Directions for this task
Return the material exactly. Every line must stay as it is.

────────────────

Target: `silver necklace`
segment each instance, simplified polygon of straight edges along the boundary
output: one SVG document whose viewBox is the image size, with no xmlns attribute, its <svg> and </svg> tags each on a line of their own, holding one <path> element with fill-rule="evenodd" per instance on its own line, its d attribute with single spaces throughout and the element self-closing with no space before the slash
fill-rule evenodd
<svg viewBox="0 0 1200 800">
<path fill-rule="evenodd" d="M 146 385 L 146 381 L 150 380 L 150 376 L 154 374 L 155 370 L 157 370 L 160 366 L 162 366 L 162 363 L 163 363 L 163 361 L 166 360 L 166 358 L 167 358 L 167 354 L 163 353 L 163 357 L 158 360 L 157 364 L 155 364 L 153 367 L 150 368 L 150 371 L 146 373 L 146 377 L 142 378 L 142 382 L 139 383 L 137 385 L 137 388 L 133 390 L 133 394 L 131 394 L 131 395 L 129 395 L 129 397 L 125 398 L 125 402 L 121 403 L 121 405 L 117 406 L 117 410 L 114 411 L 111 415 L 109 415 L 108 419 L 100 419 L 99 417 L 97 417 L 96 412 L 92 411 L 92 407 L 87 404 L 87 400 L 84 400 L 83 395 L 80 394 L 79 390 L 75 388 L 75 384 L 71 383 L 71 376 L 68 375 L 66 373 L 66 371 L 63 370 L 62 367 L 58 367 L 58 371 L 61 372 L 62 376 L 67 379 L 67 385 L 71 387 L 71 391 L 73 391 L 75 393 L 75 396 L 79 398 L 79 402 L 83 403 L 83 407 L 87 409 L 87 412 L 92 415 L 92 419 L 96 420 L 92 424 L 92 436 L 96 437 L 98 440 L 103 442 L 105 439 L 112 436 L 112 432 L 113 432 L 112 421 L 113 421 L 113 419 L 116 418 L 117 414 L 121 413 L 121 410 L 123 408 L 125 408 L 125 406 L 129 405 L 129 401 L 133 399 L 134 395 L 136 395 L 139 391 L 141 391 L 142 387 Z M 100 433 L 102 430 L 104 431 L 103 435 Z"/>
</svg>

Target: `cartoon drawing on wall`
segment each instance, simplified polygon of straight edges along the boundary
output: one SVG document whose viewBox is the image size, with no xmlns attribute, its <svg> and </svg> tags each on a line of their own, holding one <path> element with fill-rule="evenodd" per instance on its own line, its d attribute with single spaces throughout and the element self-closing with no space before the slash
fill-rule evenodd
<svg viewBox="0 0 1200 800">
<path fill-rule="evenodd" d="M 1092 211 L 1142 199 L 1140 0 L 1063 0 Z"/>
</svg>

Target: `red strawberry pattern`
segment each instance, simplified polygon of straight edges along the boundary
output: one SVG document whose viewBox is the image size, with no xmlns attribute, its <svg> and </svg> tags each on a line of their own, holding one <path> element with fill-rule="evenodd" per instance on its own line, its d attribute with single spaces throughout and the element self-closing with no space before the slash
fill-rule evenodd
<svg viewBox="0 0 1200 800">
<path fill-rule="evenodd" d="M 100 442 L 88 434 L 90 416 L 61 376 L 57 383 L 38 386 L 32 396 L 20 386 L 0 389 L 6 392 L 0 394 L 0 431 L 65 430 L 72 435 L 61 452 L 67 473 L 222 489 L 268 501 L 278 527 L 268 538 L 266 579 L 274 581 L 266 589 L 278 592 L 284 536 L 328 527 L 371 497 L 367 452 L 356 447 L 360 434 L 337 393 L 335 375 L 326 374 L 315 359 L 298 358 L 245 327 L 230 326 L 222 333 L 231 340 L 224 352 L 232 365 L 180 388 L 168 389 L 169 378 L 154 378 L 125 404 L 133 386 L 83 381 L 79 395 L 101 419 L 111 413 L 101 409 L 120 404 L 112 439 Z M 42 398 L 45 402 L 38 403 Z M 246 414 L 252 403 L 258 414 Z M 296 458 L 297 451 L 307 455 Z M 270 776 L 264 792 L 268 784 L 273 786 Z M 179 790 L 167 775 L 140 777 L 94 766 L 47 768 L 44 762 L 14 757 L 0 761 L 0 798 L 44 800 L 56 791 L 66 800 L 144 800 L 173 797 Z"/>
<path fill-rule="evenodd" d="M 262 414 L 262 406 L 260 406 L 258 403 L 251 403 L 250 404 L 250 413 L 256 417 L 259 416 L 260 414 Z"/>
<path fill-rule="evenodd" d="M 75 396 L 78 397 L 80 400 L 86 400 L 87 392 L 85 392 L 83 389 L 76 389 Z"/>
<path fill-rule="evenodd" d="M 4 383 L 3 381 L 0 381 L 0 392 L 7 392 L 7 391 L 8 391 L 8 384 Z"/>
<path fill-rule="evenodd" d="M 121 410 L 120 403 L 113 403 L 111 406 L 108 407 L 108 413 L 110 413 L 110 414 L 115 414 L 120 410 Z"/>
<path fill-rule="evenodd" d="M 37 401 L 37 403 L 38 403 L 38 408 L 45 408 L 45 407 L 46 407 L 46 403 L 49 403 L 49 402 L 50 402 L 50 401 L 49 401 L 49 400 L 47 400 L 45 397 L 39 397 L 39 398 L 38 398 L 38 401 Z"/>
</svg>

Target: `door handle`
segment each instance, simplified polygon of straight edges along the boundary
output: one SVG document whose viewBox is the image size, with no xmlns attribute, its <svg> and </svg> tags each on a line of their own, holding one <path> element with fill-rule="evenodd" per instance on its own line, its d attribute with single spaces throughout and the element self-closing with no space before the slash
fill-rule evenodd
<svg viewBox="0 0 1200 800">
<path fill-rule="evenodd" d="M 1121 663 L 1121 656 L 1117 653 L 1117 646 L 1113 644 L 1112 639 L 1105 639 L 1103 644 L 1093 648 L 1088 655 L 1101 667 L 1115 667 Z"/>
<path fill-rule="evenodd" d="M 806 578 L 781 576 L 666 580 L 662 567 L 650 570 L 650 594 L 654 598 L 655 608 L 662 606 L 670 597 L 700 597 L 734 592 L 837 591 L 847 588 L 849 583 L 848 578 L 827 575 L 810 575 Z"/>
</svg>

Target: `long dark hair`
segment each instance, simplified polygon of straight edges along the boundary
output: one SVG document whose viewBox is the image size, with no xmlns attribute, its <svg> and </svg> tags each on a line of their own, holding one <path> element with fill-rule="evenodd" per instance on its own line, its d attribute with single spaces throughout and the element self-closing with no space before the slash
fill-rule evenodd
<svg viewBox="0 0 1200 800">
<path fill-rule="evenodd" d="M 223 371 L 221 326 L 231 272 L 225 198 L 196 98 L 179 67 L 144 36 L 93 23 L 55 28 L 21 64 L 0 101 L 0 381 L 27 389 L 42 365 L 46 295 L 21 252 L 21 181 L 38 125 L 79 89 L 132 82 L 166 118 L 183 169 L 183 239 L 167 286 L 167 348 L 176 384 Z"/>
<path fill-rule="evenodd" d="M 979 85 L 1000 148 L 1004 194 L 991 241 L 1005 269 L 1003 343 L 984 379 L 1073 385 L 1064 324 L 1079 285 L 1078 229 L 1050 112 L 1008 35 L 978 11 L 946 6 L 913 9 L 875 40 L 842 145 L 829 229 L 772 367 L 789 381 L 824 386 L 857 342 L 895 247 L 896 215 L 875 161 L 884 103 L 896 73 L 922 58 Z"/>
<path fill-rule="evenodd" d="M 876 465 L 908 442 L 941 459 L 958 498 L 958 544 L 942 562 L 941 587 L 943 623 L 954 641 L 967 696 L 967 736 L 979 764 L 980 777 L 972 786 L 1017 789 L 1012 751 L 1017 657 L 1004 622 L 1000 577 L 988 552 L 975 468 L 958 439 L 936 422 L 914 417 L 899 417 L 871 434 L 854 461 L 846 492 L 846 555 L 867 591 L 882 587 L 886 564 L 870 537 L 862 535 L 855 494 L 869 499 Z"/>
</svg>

────────────────

Response area
Target: `silver necklace`
segment each instance, simplified polygon of straight edges along the boundary
output: one SVG document whose viewBox is the image size, with no xmlns attribute, its <svg> and </svg> tags each on a line of their own, holding one <path> element with fill-rule="evenodd" per instance on its own line, its d attribute with single spaces throughout and the element self-closing with no space before the slash
fill-rule evenodd
<svg viewBox="0 0 1200 800">
<path fill-rule="evenodd" d="M 146 385 L 146 381 L 150 380 L 150 376 L 154 374 L 155 370 L 157 370 L 160 366 L 162 366 L 162 363 L 163 363 L 163 361 L 166 360 L 166 358 L 167 358 L 167 354 L 163 353 L 163 357 L 158 360 L 157 364 L 155 364 L 153 367 L 150 368 L 150 371 L 146 373 L 146 377 L 142 378 L 142 382 L 139 383 L 137 385 L 137 388 L 133 390 L 133 394 L 131 394 L 131 395 L 129 395 L 129 397 L 125 398 L 125 402 L 121 403 L 121 405 L 117 406 L 117 410 L 114 411 L 111 415 L 109 415 L 108 419 L 100 419 L 99 417 L 97 417 L 96 412 L 92 411 L 92 407 L 87 404 L 87 400 L 84 400 L 83 395 L 80 394 L 79 390 L 75 388 L 75 384 L 71 383 L 71 376 L 68 375 L 66 373 L 66 371 L 63 370 L 62 367 L 58 367 L 58 371 L 61 372 L 62 376 L 67 379 L 67 385 L 71 387 L 71 391 L 73 391 L 75 393 L 75 396 L 79 398 L 79 402 L 83 403 L 83 407 L 87 409 L 87 412 L 92 415 L 92 419 L 96 420 L 92 424 L 92 436 L 96 437 L 98 440 L 103 442 L 105 439 L 112 436 L 112 432 L 113 432 L 112 421 L 113 421 L 113 419 L 116 418 L 117 414 L 121 413 L 121 410 L 123 408 L 125 408 L 125 406 L 129 405 L 129 401 L 133 399 L 134 395 L 136 395 L 139 391 L 141 391 L 142 387 Z M 100 433 L 102 430 L 104 431 L 103 435 Z"/>
</svg>

Target: `cartoon drawing on wall`
segment each instance, simplified polygon of straight edges along the boundary
output: one SVG document whose viewBox is the image size, with no xmlns attribute, its <svg> and </svg> tags each on a line of their own, holding one <path> element with fill-rule="evenodd" per instance on its own line, its d attribute with single spaces throughout and the element self-closing with no space before the slash
fill-rule evenodd
<svg viewBox="0 0 1200 800">
<path fill-rule="evenodd" d="M 1092 211 L 1142 199 L 1140 0 L 1063 0 Z"/>
</svg>

Target: `red strawberry pattern`
segment each instance, simplified polygon of straight edges along the boundary
output: one SVG document whose viewBox is the image size, with no xmlns attribute, its <svg> and </svg> tags each on a line of their own, holding one <path> element with fill-rule="evenodd" per instance on its own line, its d attribute with single spaces throughout and the element self-closing with no space before the slash
fill-rule evenodd
<svg viewBox="0 0 1200 800">
<path fill-rule="evenodd" d="M 100 442 L 88 434 L 90 416 L 61 376 L 57 383 L 38 386 L 32 396 L 20 386 L 0 389 L 6 392 L 0 394 L 0 431 L 65 430 L 72 435 L 61 452 L 67 473 L 222 489 L 268 501 L 278 527 L 268 538 L 266 579 L 274 581 L 266 589 L 278 592 L 284 536 L 328 527 L 371 497 L 367 452 L 356 447 L 360 434 L 337 393 L 335 375 L 326 374 L 315 359 L 298 358 L 245 327 L 230 326 L 222 333 L 231 340 L 224 352 L 232 365 L 180 388 L 168 389 L 169 378 L 154 378 L 125 404 L 133 386 L 83 381 L 79 395 L 101 419 L 111 413 L 101 409 L 120 404 L 112 439 Z M 42 398 L 45 402 L 38 403 Z M 246 414 L 252 403 L 258 414 Z M 296 458 L 297 451 L 307 455 Z M 270 776 L 264 792 L 268 784 L 273 786 Z M 179 790 L 167 775 L 140 777 L 94 766 L 47 768 L 44 762 L 14 757 L 0 761 L 0 798 L 44 800 L 56 791 L 66 800 L 144 800 L 173 797 Z"/>
<path fill-rule="evenodd" d="M 262 414 L 262 406 L 260 406 L 258 403 L 251 403 L 250 404 L 250 413 L 256 417 L 259 416 L 260 414 Z"/>
<path fill-rule="evenodd" d="M 75 396 L 78 397 L 80 400 L 86 400 L 87 392 L 85 392 L 83 389 L 76 389 Z"/>
<path fill-rule="evenodd" d="M 4 383 L 3 381 L 0 381 L 0 392 L 7 392 L 7 391 L 8 391 L 8 384 Z"/>
<path fill-rule="evenodd" d="M 121 410 L 120 403 L 113 403 L 111 406 L 108 407 L 108 413 L 110 413 L 110 414 L 115 414 L 120 410 Z"/>
<path fill-rule="evenodd" d="M 37 401 L 37 403 L 38 403 L 38 408 L 45 408 L 45 407 L 46 407 L 46 403 L 49 403 L 49 402 L 50 402 L 50 401 L 49 401 L 49 400 L 47 400 L 45 397 L 39 397 L 39 398 L 38 398 L 38 401 Z"/>
</svg>

Target: `door handle`
segment each instance, simplified polygon of straight edges along the boundary
output: one SVG document whose viewBox is the image size, with no xmlns attribute, its <svg> and </svg> tags each on a line of their own, holding one <path> element with fill-rule="evenodd" per instance on its own line, its d attribute with single spaces throughout and the element self-closing with no space before the slash
fill-rule evenodd
<svg viewBox="0 0 1200 800">
<path fill-rule="evenodd" d="M 1121 663 L 1121 656 L 1117 653 L 1117 646 L 1113 644 L 1112 639 L 1105 639 L 1103 644 L 1093 648 L 1088 655 L 1101 667 L 1115 667 Z"/>
<path fill-rule="evenodd" d="M 806 578 L 781 576 L 666 580 L 662 567 L 650 570 L 650 594 L 654 598 L 655 608 L 662 606 L 670 597 L 700 597 L 734 592 L 837 591 L 847 588 L 849 583 L 848 578 L 827 575 L 810 575 Z"/>
</svg>

Target: `long dark hair`
segment each instance, simplified polygon of straight edges along the boundary
output: one SVG document whose viewBox is the image size, with no xmlns attribute, its <svg> and </svg> tags each on a line of their own, holding one <path> element with fill-rule="evenodd" per instance on its own line, its d attribute with single spaces throughout and the element self-closing with no space before the slash
fill-rule evenodd
<svg viewBox="0 0 1200 800">
<path fill-rule="evenodd" d="M 223 371 L 221 326 L 231 272 L 225 198 L 196 98 L 179 67 L 144 36 L 93 23 L 55 28 L 21 64 L 0 101 L 0 381 L 27 389 L 42 365 L 46 295 L 21 252 L 21 181 L 38 125 L 79 89 L 132 82 L 166 118 L 183 169 L 183 239 L 167 286 L 167 348 L 176 384 Z"/>
<path fill-rule="evenodd" d="M 979 85 L 1000 148 L 1004 194 L 991 241 L 1005 269 L 1003 343 L 984 379 L 1073 385 L 1064 324 L 1079 285 L 1078 229 L 1050 112 L 1008 35 L 978 11 L 946 6 L 913 9 L 875 40 L 842 145 L 829 229 L 772 367 L 789 381 L 824 386 L 857 342 L 895 247 L 896 215 L 875 161 L 884 103 L 896 73 L 922 58 Z"/>
<path fill-rule="evenodd" d="M 876 465 L 908 442 L 941 459 L 958 498 L 958 544 L 942 562 L 941 587 L 943 623 L 954 641 L 967 696 L 967 736 L 979 764 L 980 777 L 972 786 L 1017 789 L 1012 751 L 1017 657 L 1004 622 L 1000 577 L 988 552 L 975 468 L 958 439 L 936 422 L 914 417 L 899 417 L 871 434 L 854 461 L 846 492 L 846 555 L 867 591 L 882 587 L 886 564 L 870 537 L 862 535 L 855 494 L 869 499 Z"/>
</svg>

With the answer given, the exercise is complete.